La SARL Pétrocom a contesté une ordonnance de référé en appel, demandant l’infirmation de cette ordonnance, le rejet des demandes de la SAS SEMIP, ainsi qu’une condamnation de cette dernière à lui verser des frais. Pétrocom soutient que SEMIP ne justifie pas de l’urgence de ses demandes et qu’il existe une contestation sérieuse concernant l’achèvement des travaux et des malfaçons. En réponse, la SAS SEMIP a demandé la confirmation de l’ordonnance de référé, affirmant que sa créance est incontestable et que les réserves avaient été levées. Elle a également souligné que les procès-verbaux de réception avaient été signés en présence de Pétrocom, qui n’avait pas émis de réclamations concernant des travaux inachevés. L’ordonnance de clôture a été rendue le 18 juin 2024, après quoi Pétrocom a soumis de nouvelles conclusions, auxquelles SEMIP a réagi en demandant leur irrecevabilité.

REPUBLIQUE FRANÇAISE
AU NOM DU PEUPLE FRANÇAIS

24 septembre 2024
Cour d’appel de Reims
RG
24/00464
ARRET N°

du 24 septembre 2024

N° RG 24/00464 – N° Portalis DBVQ-V-B7I-FO4R

S.A.R.L. PETROCOM

c/

S.A.S. SOCIETE D EQUIPEMENT DE MAINTENANCE D INSTALLATION S PETROLIERES SEMIP

Formule exécutoire le :

à :

Me Laureen MELIS

COUR D’APPEL DE REIMS

CHAMBRE CIVILE-1° SECTION

ARRET DU 24 SEPTEMBRE 2024

APPELANTE :

d’une ordonnance de référé rendue le 06 mars 2024 par le tribunal de commerce de REIMS

La société Pétrocom, SARL au capital de 10.000 € dont le siège social est [Adresse 1], immatriculée au registre de commerce et des sociétés de Reims sous le n°882 255 607 représentée par ses représentants légaux domiciliés en cette qualité audit siège

Représentée par Me Laureen MELIS, avocat au barreau de REIMS

INTIMEE :

La SOCIETE D’EQUIPEMENT DE MAINTENANCE D’INSTALLATIONS PETROLIERES (SEMIP) ), SAS au capital de 100.000 € dont le siège social est [Adresse 2], immatriculée au registre de commerce et des sociétés de Bobigny sous le n°397 777 947 représentée par son représentant légal domicilié en cette qualité audit siège,

Représentée par Me Guillaume PERRON, avocat au barreau de REIMS, avocat postulant, et Me Nathalie ROBINAT, avocat au barreau de BOBIGNY, avocat plaidant

COMPOSITION DE LA COUR LORS DES DEBATS ET DU DELIBERE :

Madame Elisabeth MEHL-JUNGBLUTH, présidente de chambre

Madame Christina DIAS DA SILVA, présidente de chambre

Madame Sandrine PILON, conseillère

GREFFIER :

Madame Jocelyne DRAPIER, greffière lors des débats

Madame Yelena MOHAMED-DALLAS, greffière lors de la mise à disposition

DEBATS :

A l’audience publique du 01 juillet 2024, où l’affaire a été mise en délibéré au 24 septembre 2024

ARRET :

Contradictoire, prononcé par mise à disposition au greffe le 24 septembre 2024 et signé par Madame Elisabeth MEHL-JUNGBLUTH, présidente de chambre, et Madame Yelena MOHAMED-DALLAS, greffier, auquel la minute a été remise par le magistrat signataire.

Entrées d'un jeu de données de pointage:
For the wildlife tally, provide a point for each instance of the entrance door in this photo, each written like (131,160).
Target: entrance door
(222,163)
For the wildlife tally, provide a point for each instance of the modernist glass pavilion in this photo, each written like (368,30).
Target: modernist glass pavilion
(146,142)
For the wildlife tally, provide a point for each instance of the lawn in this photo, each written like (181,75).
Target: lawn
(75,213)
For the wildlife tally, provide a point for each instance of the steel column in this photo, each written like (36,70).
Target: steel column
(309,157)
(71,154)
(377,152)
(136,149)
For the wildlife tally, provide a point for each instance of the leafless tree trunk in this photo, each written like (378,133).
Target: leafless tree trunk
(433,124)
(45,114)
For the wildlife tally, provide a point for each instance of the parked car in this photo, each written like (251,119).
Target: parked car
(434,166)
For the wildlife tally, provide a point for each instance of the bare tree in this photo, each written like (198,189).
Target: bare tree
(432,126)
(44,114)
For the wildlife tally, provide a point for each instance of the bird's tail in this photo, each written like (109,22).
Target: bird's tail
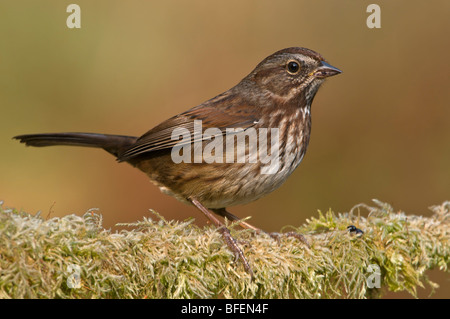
(114,144)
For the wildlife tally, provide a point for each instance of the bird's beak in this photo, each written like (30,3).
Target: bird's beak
(325,70)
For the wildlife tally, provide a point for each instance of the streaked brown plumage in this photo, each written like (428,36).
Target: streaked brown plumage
(277,94)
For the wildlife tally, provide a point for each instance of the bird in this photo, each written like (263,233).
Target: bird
(229,150)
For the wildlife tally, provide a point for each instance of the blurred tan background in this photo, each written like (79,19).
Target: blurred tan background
(380,130)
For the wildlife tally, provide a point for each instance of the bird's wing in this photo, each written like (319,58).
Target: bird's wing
(222,112)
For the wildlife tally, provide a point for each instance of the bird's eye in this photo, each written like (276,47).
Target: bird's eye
(293,67)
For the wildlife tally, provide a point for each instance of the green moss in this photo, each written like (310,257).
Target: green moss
(74,257)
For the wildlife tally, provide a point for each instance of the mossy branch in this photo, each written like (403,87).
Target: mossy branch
(74,257)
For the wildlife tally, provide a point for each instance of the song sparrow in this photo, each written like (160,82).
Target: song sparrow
(277,94)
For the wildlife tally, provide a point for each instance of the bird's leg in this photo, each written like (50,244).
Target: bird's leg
(229,240)
(224,213)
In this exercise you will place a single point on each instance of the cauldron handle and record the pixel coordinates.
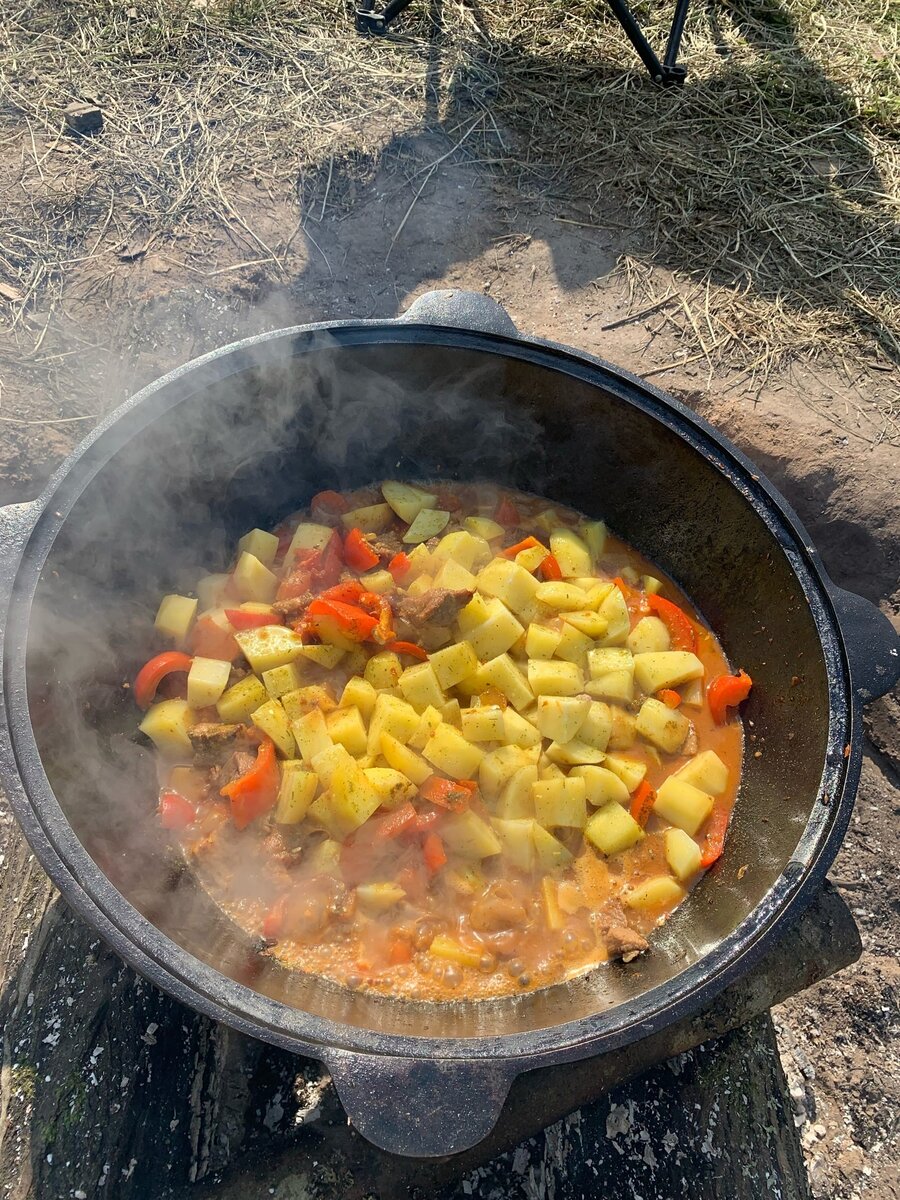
(871, 642)
(421, 1108)
(460, 310)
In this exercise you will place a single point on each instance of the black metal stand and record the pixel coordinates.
(667, 72)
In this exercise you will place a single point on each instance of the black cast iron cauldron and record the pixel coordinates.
(245, 435)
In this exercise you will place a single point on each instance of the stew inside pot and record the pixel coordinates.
(443, 742)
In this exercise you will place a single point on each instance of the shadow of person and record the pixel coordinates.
(756, 177)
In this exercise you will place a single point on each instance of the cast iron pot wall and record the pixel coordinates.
(247, 435)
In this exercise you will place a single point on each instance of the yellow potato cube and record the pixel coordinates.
(706, 771)
(167, 724)
(561, 802)
(359, 694)
(261, 545)
(666, 669)
(682, 853)
(346, 727)
(654, 895)
(420, 687)
(665, 727)
(297, 792)
(311, 735)
(274, 721)
(612, 829)
(405, 760)
(483, 724)
(269, 646)
(240, 700)
(453, 664)
(175, 616)
(450, 753)
(541, 641)
(559, 718)
(207, 679)
(555, 678)
(648, 635)
(601, 786)
(683, 804)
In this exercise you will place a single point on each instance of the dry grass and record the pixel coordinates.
(768, 186)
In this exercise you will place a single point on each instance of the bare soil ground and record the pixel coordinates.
(810, 396)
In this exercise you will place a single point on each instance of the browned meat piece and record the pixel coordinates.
(437, 606)
(625, 943)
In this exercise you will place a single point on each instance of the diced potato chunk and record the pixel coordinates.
(253, 580)
(407, 501)
(297, 792)
(648, 636)
(559, 718)
(517, 840)
(707, 772)
(655, 895)
(175, 616)
(665, 727)
(371, 519)
(503, 673)
(241, 699)
(665, 669)
(261, 545)
(427, 525)
(311, 735)
(612, 829)
(561, 802)
(167, 724)
(269, 646)
(391, 785)
(551, 853)
(207, 679)
(682, 853)
(420, 687)
(630, 771)
(570, 552)
(450, 753)
(541, 641)
(274, 721)
(405, 760)
(453, 664)
(359, 694)
(346, 727)
(601, 786)
(555, 678)
(484, 724)
(467, 835)
(683, 804)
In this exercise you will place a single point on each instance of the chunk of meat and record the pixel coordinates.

> Consigne 1:
D'après le texte fourni, à quelle date l'ordonnance de clôture a-t-elle été rendue ?
> Consigne 2:
Recopiez le texte fourni de « Madame Yelena MOHAMED-DALLAS, greffière » à « le magistrat signataire. ».

> Réponse attendue 1:
Le 18 juin 2024.

> Réponse attendue 2:
Madame Yelena MOHAMED-DALLAS, greffière lors de la mise à disposition

DEBATS :

A l’audience publique du 01 juillet 2024, où l’affaire a été mise en délibéré au 24 septembre 2024

ARRET :

Contradictoire, prononcé par mise à disposition au greffe le 24 septembre 2024 et signé par Madame Elisabeth MEHL-JUNGBLUTH, présidente de chambre, et Madame Yelena MOHAMED-DALLAS, greffier, auquel la minute a été remise par le magistrat signataire.